What needs to be done =>
Which of the lines below holds the string "iron"? Copy every line that does.

Data supplied =>

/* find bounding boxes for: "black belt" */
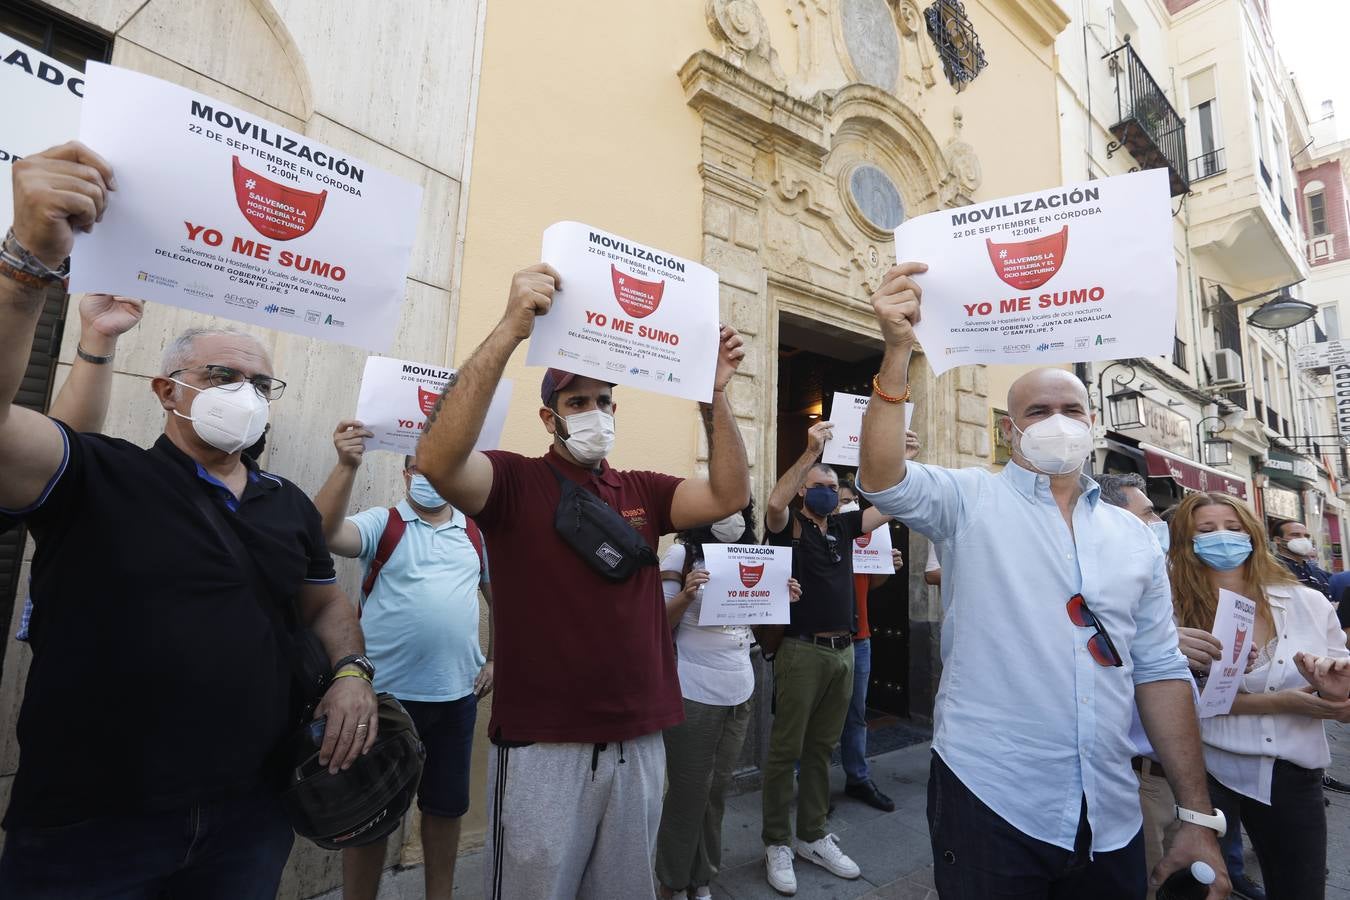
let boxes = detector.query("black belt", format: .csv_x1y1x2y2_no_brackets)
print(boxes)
792,634,853,650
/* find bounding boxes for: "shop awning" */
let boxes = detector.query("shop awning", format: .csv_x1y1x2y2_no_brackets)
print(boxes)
1140,443,1248,500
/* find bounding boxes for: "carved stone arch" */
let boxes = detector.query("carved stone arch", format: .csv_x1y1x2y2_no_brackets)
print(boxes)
117,0,312,121
826,84,950,212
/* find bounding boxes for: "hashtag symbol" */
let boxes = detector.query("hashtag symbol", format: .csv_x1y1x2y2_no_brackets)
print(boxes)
1000,249,1008,259
245,179,257,189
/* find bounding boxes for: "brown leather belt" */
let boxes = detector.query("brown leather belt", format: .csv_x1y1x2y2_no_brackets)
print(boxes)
1131,755,1167,781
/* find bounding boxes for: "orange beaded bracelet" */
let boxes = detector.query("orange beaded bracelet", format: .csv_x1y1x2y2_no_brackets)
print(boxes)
871,373,911,404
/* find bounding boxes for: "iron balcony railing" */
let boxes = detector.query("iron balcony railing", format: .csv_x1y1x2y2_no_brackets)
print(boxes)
1189,147,1226,182
1103,39,1189,197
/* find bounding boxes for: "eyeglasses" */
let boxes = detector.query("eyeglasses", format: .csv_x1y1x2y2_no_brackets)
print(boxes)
1066,594,1123,667
824,533,843,565
169,364,287,401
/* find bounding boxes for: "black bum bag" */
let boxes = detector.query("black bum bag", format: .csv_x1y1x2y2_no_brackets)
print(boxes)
548,463,658,581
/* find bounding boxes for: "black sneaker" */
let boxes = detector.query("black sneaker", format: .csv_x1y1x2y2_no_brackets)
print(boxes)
844,780,896,812
1323,774,1350,793
1230,872,1266,900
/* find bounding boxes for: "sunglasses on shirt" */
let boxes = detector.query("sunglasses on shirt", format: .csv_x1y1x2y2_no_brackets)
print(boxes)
1066,594,1123,668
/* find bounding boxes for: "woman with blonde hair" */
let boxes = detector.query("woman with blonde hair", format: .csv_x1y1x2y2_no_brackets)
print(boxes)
1169,491,1350,899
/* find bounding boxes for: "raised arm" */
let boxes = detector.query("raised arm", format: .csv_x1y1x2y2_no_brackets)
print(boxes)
0,143,115,510
765,420,833,534
416,264,560,516
312,419,372,558
857,263,926,494
47,293,144,432
670,325,751,530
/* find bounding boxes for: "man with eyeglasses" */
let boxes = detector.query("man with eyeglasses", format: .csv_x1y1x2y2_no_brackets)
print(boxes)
0,143,377,898
856,263,1229,900
759,420,892,894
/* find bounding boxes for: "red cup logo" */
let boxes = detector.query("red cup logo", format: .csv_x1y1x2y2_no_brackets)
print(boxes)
1232,625,1247,664
986,225,1069,290
232,156,328,241
610,264,665,319
739,562,764,588
418,387,440,416
855,533,872,549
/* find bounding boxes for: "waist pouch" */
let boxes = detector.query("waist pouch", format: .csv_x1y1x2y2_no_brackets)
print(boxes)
548,463,658,582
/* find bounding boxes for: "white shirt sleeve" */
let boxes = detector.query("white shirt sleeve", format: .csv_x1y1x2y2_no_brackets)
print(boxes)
859,461,980,543
660,544,687,602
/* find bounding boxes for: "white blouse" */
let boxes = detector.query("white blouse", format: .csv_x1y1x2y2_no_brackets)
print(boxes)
1201,583,1350,804
660,544,755,707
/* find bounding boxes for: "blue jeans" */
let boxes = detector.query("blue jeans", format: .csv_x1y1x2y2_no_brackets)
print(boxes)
840,637,871,785
1221,816,1246,878
0,788,294,899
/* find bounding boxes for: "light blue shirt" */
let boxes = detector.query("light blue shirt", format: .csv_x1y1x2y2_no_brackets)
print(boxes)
350,501,488,702
861,461,1189,852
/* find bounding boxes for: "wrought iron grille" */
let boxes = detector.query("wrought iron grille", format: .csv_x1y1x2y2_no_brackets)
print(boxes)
1102,39,1189,196
924,0,988,92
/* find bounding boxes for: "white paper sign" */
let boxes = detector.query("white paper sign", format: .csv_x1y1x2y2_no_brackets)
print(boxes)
69,64,422,351
0,38,85,234
1197,589,1258,718
899,169,1175,375
852,523,895,574
822,391,914,466
698,544,793,626
526,221,720,402
354,356,512,455
1297,340,1350,370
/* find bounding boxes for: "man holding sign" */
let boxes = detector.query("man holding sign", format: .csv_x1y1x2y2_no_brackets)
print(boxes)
857,262,1227,899
414,263,749,900
759,422,892,894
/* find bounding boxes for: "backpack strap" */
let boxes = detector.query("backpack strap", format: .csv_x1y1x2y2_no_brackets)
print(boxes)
360,507,408,610
464,516,487,582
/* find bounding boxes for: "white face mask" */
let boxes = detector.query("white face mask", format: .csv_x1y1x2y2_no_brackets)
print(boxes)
171,378,270,454
838,501,861,513
1012,413,1092,476
710,512,746,543
556,409,615,465
1287,536,1316,557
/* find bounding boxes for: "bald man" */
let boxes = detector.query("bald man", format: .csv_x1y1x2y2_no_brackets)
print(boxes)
852,264,1228,900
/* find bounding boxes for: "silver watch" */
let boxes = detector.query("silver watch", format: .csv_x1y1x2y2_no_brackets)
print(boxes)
1,228,70,281
1174,805,1227,837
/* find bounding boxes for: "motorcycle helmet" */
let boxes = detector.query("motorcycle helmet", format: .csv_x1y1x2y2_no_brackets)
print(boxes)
281,692,425,850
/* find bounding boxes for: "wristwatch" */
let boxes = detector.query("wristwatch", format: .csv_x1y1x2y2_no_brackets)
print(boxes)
1174,805,1227,837
333,654,375,681
1,228,69,286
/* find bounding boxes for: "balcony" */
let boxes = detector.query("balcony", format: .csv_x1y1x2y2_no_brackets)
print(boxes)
1189,148,1226,183
1103,40,1189,197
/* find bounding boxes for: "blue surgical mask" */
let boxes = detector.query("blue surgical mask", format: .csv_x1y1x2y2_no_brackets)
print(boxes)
408,474,448,510
1192,530,1251,571
1149,521,1170,552
804,486,839,517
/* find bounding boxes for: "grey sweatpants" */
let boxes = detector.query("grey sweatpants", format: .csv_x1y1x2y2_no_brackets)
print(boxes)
484,732,665,900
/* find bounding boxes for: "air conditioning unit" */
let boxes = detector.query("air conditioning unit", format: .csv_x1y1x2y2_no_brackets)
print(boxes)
1208,348,1243,387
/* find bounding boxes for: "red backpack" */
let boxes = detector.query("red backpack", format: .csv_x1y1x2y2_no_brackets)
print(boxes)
359,508,486,615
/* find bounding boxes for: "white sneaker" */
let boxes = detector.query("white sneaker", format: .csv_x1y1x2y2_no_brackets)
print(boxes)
794,833,861,879
765,844,798,895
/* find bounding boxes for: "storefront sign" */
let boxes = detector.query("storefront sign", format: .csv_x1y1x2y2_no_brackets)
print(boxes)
897,169,1175,375
1264,450,1317,485
0,37,84,234
526,221,720,403
1296,340,1350,370
698,544,793,626
1262,484,1302,521
1333,365,1350,441
353,355,512,455
1141,443,1247,500
1137,396,1194,458
69,64,423,352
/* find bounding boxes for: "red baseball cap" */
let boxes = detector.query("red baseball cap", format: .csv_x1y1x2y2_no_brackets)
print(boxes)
540,368,615,406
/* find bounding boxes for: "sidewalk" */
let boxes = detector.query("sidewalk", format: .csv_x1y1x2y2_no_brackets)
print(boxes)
319,720,1350,898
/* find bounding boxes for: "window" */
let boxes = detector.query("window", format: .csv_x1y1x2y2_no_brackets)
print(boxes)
1323,303,1340,340
1187,70,1224,180
1309,191,1328,235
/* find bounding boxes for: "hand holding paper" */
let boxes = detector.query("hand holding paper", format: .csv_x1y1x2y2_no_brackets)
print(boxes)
12,142,116,267
502,263,561,343
869,262,928,348
1295,651,1350,701
1197,589,1258,717
713,324,746,391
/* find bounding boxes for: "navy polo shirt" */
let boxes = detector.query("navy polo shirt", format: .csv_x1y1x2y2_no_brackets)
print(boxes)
0,421,336,828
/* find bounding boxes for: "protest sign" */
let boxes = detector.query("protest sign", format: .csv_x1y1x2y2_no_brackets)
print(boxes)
68,64,422,352
525,221,720,403
354,356,512,455
852,523,895,574
1197,589,1258,718
898,168,1174,375
698,544,793,626
822,391,914,467
1,38,84,234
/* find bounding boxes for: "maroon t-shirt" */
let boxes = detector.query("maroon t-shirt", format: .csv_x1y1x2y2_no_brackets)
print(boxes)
477,447,684,743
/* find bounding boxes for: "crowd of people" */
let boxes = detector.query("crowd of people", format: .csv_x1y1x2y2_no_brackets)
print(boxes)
2,141,1348,900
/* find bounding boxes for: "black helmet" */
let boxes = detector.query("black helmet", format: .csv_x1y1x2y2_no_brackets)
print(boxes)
280,693,425,850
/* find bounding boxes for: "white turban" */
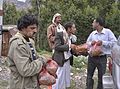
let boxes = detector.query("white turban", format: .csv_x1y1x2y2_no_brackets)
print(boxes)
52,13,61,24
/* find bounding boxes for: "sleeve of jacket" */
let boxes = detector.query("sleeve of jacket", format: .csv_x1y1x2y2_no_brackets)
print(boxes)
54,32,69,52
47,25,55,43
12,41,46,77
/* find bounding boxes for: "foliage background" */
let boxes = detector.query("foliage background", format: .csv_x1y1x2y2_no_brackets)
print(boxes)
3,0,120,51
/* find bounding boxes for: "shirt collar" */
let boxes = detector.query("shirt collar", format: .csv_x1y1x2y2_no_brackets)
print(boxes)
94,28,105,34
15,32,32,44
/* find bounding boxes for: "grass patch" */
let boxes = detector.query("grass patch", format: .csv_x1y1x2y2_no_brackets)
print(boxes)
0,80,8,89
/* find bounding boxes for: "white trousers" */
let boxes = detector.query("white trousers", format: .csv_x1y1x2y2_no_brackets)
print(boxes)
52,60,71,89
112,61,120,89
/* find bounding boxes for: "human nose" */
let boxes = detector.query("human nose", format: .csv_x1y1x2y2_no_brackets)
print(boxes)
75,28,76,30
74,28,76,32
34,28,37,33
92,22,94,26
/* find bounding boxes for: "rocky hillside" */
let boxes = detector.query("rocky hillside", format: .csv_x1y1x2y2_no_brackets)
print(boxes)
4,0,32,10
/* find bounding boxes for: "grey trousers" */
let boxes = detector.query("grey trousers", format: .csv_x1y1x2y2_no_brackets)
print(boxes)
86,55,107,89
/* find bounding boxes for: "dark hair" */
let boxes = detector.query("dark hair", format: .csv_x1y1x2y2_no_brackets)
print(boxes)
17,14,38,31
95,17,105,27
64,22,74,31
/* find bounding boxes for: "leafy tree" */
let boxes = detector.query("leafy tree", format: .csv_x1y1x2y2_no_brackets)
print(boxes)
106,3,120,38
29,0,120,50
3,0,120,50
3,2,25,25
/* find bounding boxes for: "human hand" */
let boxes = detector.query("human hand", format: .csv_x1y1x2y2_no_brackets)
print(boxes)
39,55,52,65
91,41,96,46
70,44,76,50
96,40,102,46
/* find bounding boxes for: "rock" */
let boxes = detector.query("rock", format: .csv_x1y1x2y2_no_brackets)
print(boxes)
0,67,2,71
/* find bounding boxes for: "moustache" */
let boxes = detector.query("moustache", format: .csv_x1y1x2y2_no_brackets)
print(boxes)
32,32,36,36
59,20,61,22
33,32,36,35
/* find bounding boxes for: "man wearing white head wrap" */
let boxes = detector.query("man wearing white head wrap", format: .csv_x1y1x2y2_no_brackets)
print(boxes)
52,13,61,24
47,13,62,51
47,13,70,89
47,14,77,89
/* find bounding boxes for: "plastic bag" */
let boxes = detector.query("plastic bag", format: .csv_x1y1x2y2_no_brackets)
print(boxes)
89,44,102,56
108,60,112,74
74,43,88,56
75,43,88,53
39,68,56,86
48,85,52,89
46,60,58,78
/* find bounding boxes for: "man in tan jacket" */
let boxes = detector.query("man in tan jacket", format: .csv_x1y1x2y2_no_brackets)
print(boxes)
47,13,62,52
7,14,48,89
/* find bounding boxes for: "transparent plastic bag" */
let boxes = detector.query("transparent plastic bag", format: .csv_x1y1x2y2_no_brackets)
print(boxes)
108,60,112,74
75,43,88,54
89,44,102,57
46,60,58,78
39,68,56,86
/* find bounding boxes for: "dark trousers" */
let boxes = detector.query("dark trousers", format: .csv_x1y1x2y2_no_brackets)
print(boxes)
86,55,107,89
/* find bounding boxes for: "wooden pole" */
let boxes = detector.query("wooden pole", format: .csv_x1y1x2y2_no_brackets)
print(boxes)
35,0,40,50
0,0,3,57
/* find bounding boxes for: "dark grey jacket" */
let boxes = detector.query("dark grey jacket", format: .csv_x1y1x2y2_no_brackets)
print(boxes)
52,32,69,67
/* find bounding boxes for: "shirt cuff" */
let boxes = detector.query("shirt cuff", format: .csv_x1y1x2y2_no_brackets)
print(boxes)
69,44,71,51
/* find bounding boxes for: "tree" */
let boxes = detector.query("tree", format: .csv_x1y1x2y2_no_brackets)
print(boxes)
28,0,120,50
106,3,120,38
3,2,26,25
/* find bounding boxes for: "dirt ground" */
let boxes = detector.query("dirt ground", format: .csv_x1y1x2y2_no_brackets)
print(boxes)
0,56,99,89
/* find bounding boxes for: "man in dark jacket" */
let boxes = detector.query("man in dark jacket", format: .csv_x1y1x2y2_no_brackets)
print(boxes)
52,22,77,89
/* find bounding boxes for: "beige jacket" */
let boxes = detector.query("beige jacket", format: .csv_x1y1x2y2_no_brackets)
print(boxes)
7,32,47,89
47,23,57,50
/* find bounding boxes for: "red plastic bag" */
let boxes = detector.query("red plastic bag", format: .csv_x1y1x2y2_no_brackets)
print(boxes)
39,68,56,86
48,85,52,89
46,60,58,78
108,61,112,74
89,44,102,56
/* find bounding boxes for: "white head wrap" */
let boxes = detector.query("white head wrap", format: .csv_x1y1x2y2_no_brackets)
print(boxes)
52,13,61,24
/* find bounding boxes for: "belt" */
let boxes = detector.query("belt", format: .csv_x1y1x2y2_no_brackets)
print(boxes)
64,56,72,62
64,59,70,62
89,54,106,57
99,55,106,57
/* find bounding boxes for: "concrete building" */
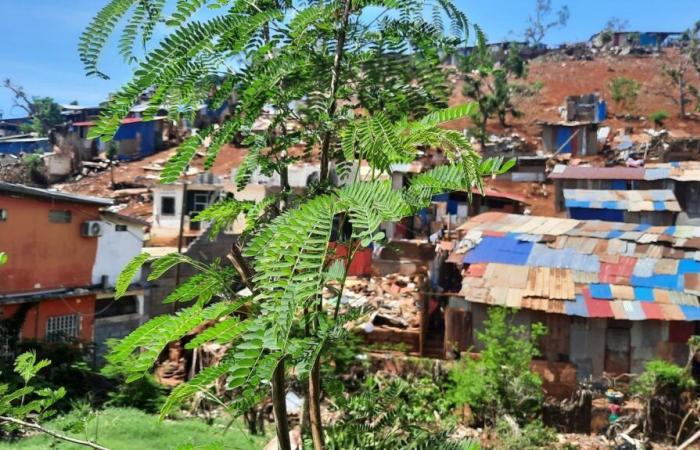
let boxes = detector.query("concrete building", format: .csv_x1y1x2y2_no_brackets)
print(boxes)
0,183,112,347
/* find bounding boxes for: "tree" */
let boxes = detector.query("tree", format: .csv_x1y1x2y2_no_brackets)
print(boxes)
604,17,628,33
460,31,527,146
524,0,569,45
77,2,513,450
662,21,700,118
2,80,63,136
448,307,547,426
609,77,641,114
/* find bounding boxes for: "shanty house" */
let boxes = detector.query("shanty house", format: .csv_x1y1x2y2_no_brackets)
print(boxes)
447,212,700,380
563,189,680,225
541,122,599,156
71,117,168,160
0,183,112,348
550,163,700,222
0,136,51,155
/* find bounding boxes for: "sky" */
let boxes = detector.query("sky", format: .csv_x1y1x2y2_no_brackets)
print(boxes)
0,0,698,118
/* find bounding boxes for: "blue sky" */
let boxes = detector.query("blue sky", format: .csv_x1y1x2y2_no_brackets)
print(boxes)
0,0,698,118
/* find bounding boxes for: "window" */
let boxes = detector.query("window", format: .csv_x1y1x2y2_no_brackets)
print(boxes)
95,296,138,319
115,224,128,232
45,315,79,342
192,192,210,213
161,196,176,215
48,210,71,223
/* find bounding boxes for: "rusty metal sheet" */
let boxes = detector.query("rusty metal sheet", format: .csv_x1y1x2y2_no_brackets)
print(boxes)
610,284,635,300
654,259,679,275
659,304,685,321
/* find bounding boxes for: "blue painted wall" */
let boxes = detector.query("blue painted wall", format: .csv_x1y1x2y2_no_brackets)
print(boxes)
568,207,625,222
113,120,156,159
0,139,50,155
555,127,574,154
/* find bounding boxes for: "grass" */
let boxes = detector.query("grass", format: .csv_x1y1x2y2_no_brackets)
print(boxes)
0,407,270,450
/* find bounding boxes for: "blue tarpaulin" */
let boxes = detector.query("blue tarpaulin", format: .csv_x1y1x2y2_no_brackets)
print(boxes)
464,235,533,265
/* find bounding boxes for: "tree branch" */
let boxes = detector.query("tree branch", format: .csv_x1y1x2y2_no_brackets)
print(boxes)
319,0,353,183
0,416,109,450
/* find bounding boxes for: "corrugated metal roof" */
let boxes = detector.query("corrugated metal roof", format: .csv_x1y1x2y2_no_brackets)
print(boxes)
549,164,646,180
0,182,112,206
550,162,700,182
563,189,681,213
456,212,700,321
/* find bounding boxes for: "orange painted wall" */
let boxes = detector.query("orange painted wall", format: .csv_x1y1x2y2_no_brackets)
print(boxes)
2,295,96,342
0,194,101,294
329,242,373,276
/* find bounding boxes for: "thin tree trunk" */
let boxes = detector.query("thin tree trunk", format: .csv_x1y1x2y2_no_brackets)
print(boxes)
272,359,291,450
319,0,352,183
680,73,686,118
308,354,324,450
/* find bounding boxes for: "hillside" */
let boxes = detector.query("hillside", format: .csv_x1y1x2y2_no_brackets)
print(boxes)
446,49,700,147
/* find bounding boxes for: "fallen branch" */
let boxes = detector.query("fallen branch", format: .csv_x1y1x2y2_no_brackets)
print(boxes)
679,428,700,450
0,416,109,450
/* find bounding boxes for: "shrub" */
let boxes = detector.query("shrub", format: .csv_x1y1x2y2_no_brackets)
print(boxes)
650,110,669,128
105,375,167,414
494,419,557,450
631,359,695,397
448,307,547,426
324,374,461,449
609,77,641,113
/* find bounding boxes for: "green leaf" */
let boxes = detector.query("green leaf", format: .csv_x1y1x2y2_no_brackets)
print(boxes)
116,252,150,299
0,252,7,266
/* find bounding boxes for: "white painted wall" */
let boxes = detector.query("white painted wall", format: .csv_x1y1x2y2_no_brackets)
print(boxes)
152,186,184,229
92,219,145,287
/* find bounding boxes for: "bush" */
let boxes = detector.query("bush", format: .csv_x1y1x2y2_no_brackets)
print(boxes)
324,374,460,449
448,307,547,426
631,359,695,397
105,375,167,414
650,110,669,128
494,419,557,450
609,77,641,112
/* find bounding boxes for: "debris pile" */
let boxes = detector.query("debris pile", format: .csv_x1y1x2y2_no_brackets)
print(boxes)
330,274,424,333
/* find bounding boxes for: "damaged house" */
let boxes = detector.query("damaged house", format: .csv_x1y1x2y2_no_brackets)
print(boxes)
541,121,599,157
446,212,700,382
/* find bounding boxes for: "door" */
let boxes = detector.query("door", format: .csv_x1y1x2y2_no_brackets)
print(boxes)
605,327,631,374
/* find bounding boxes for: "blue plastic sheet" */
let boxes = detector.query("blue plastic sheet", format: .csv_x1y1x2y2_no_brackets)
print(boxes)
589,284,613,299
464,235,533,265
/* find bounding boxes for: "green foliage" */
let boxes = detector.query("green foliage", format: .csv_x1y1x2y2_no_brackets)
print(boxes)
459,30,528,143
494,419,557,450
650,110,670,128
324,375,465,450
0,252,7,266
609,77,641,112
192,198,253,240
0,352,66,429
631,359,695,397
115,252,150,298
449,307,547,426
85,0,517,437
106,302,235,382
105,375,167,414
28,97,63,136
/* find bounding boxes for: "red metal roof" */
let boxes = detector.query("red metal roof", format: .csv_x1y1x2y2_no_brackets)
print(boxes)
549,166,646,180
474,187,530,204
72,117,149,128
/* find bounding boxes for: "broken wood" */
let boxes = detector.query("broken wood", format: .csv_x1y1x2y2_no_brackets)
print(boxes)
678,428,700,450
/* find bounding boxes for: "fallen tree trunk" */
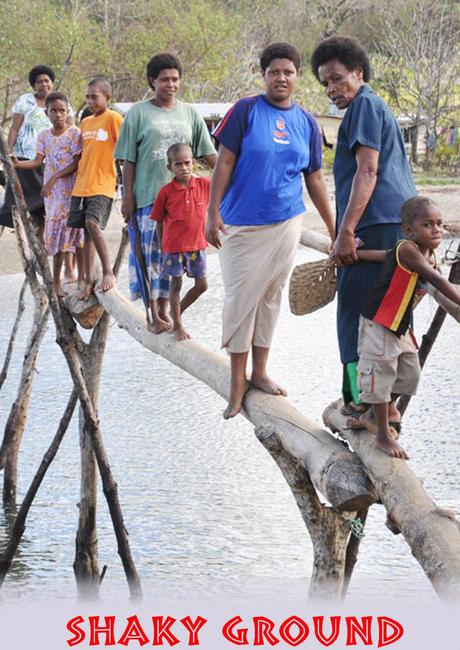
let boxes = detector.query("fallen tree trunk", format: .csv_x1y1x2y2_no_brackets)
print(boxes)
323,400,460,601
97,287,376,512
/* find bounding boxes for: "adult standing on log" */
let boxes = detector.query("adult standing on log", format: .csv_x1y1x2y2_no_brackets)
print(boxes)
311,36,417,410
207,42,335,420
115,53,216,333
0,65,71,235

Solution to the problem =>
/* find bounding boxes for: "iron balcony railing" */
let boxes = detector.query("iron balcony railing", format: .csv_x1y1x2y2_no_brackets)
/* find bounding boxes for: "wrought iron grille" */
let boxes = detector.query("wrought iron grille", format: .csv_x1y1x2y2_no_brackets)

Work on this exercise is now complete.